== Written task ==
Identify each line in the data below that contains the word "metal" and copy those lines.

== Data shown ==

════════

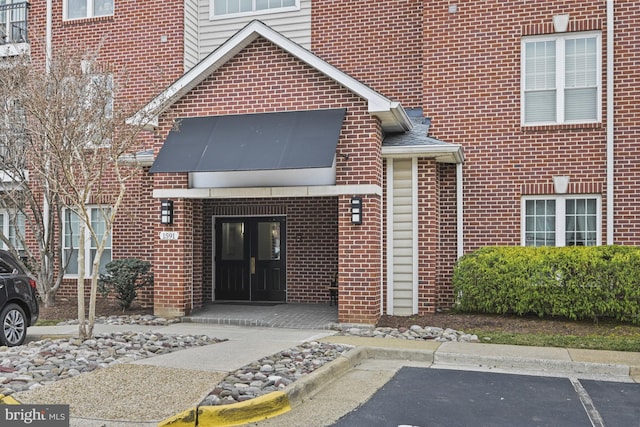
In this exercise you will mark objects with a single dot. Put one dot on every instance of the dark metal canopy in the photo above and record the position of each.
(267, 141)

════════

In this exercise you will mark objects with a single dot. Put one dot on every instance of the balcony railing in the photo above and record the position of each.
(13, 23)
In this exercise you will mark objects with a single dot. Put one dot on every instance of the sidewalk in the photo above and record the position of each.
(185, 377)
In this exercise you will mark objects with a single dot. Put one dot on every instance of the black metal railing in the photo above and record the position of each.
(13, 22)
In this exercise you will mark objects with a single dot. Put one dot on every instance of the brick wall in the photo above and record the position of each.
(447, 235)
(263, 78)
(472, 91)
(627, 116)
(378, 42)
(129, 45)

════════

== Answer ==
In this exercise you will mark objects with a single dot. Put one dot on every instance of the dark metal canopy in the photo above and record the position of each.
In this exercise you will mark objects with a single dot. Put one dot on every instance of the black metal railing in the photo above and record the position of each.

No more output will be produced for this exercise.